* **WHAT IS BEING ASKED**:
Copy the material from the line containing "of the sofa" through the end of the material, changing "lane-count log" to "survey log" and leaving everything else the same.

* **TASK DATA**:
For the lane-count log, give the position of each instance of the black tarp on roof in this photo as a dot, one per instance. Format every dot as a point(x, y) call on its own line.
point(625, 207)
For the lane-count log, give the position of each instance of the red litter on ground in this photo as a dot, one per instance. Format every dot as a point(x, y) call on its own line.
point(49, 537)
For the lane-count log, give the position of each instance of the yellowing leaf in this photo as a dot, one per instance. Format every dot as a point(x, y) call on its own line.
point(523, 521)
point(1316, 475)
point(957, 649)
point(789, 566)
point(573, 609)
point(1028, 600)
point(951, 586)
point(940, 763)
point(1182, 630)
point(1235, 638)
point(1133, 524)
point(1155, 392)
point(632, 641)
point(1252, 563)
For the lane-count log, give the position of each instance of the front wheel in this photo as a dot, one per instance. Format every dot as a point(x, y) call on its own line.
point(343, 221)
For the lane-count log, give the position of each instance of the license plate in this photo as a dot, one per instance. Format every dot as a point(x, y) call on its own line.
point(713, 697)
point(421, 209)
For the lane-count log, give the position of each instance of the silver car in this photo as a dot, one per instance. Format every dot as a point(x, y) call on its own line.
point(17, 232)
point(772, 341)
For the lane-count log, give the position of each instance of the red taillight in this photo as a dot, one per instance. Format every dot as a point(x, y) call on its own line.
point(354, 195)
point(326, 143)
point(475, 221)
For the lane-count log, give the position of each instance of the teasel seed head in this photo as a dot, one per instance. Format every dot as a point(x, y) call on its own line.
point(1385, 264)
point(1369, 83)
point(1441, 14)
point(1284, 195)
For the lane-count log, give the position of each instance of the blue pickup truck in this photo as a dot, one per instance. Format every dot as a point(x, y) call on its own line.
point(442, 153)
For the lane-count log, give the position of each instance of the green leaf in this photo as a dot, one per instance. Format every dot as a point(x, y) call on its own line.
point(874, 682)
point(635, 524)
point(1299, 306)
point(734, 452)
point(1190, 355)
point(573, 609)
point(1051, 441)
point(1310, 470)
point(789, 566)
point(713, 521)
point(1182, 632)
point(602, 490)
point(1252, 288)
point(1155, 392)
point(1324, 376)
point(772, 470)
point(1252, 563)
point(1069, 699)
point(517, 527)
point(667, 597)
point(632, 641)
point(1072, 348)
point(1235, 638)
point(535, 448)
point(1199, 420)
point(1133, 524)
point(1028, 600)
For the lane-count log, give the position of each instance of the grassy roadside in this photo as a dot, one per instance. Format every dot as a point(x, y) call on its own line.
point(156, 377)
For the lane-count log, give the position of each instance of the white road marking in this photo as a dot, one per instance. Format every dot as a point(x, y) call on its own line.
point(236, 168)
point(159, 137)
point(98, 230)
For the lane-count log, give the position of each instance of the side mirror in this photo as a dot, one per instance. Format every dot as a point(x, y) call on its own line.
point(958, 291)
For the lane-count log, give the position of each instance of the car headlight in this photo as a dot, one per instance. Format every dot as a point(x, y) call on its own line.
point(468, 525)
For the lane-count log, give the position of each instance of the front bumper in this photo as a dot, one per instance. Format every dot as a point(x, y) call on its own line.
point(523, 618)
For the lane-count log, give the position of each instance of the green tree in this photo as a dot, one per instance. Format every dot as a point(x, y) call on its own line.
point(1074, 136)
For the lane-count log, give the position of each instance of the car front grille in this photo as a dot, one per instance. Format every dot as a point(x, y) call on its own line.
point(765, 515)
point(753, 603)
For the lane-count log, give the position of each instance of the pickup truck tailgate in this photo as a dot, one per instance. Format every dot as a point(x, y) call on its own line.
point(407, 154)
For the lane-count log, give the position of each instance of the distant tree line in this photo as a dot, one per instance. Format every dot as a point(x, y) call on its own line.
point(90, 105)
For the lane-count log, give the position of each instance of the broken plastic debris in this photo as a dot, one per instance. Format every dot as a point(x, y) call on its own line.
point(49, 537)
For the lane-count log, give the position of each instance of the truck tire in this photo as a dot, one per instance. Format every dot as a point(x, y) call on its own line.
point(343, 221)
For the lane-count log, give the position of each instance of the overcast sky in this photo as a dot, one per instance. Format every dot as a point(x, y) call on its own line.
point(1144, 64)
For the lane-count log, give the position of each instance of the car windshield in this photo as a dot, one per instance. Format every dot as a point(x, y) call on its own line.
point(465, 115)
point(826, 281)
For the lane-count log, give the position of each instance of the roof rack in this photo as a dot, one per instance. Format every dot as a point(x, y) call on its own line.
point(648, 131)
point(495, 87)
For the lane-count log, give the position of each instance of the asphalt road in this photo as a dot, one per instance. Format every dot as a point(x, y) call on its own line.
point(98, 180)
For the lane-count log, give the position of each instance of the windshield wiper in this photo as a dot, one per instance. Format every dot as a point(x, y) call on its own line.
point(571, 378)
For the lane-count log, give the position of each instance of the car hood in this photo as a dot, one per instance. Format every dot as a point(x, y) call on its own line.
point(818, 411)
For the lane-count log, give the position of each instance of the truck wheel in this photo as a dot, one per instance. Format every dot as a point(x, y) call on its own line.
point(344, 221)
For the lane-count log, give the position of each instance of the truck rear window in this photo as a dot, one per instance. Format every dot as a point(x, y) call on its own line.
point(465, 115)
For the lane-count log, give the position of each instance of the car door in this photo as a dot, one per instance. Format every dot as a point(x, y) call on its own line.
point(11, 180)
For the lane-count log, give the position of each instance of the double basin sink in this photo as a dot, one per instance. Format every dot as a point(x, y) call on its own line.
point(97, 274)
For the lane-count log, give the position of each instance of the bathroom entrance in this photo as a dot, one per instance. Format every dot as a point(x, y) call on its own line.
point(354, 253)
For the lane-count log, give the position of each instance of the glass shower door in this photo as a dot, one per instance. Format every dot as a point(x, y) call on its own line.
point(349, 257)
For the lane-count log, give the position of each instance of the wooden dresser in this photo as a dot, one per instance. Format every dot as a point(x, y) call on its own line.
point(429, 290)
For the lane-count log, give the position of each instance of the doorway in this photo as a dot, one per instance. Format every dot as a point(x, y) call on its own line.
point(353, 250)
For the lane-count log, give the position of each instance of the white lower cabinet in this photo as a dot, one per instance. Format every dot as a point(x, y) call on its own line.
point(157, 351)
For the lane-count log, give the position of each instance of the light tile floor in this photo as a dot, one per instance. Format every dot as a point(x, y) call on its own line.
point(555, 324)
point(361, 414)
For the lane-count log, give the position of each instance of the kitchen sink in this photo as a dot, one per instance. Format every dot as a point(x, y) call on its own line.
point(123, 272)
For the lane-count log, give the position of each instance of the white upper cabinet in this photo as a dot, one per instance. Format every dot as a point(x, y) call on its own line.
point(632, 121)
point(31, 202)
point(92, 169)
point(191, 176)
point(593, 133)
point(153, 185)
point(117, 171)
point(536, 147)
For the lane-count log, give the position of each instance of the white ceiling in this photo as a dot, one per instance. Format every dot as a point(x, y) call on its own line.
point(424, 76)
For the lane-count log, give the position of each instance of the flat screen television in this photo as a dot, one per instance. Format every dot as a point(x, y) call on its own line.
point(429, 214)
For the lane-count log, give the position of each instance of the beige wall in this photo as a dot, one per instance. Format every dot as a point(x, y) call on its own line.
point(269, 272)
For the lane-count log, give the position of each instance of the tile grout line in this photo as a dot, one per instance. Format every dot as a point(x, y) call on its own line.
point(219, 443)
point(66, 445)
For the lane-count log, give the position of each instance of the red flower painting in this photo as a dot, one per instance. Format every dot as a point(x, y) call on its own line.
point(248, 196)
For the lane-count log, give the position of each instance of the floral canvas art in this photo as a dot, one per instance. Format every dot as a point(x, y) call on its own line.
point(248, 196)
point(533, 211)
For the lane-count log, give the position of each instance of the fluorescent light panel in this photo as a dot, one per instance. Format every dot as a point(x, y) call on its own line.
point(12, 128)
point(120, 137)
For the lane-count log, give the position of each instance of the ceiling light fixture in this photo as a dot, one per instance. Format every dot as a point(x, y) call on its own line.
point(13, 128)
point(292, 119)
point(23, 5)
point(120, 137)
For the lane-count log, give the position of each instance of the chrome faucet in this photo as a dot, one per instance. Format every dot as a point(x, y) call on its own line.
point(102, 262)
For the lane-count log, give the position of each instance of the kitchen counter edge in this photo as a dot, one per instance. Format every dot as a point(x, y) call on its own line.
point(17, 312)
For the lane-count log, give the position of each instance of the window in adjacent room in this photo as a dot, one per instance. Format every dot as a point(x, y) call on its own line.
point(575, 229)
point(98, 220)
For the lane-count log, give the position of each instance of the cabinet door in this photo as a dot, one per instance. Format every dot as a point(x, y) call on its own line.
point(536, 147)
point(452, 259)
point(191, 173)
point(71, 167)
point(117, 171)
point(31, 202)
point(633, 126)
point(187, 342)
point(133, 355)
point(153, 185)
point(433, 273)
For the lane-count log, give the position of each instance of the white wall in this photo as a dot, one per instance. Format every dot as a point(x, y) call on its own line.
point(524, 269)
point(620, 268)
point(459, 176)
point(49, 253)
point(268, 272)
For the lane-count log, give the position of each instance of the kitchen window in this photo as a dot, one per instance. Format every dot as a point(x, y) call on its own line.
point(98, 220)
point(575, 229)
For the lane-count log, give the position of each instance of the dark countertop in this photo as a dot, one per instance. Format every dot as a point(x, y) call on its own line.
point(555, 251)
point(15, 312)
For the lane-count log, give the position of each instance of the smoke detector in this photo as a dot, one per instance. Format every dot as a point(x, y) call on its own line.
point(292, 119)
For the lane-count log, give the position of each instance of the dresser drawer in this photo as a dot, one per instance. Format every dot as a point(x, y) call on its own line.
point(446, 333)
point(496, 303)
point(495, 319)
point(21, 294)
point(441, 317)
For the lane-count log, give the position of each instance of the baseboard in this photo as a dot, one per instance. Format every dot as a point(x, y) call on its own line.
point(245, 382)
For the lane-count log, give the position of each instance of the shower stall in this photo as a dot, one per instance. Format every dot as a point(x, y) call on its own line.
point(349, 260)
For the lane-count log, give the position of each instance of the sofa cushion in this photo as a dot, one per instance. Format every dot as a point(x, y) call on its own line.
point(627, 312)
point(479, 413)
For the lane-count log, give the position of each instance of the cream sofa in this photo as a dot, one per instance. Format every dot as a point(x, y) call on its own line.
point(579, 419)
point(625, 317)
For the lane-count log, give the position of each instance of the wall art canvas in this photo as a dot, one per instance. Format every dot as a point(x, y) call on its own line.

* **CORRECT OUTPUT**:
For the survey log, give the position of each instance of the sofa cushion in this photo as a dot, one per instance. Format every dot as a point(x, y) call on its own line.
point(627, 312)
point(479, 413)
For the survey log, give the position of each instance of the cream sofa in this photo as a dot, one per instance. Format every dot as a point(x, y) call on its own line.
point(579, 419)
point(625, 317)
For the survey log, give the position of each instance of the wall art canvas in this photo as a dot, one per instance. Format every dot as a point(x, y) call on its own line.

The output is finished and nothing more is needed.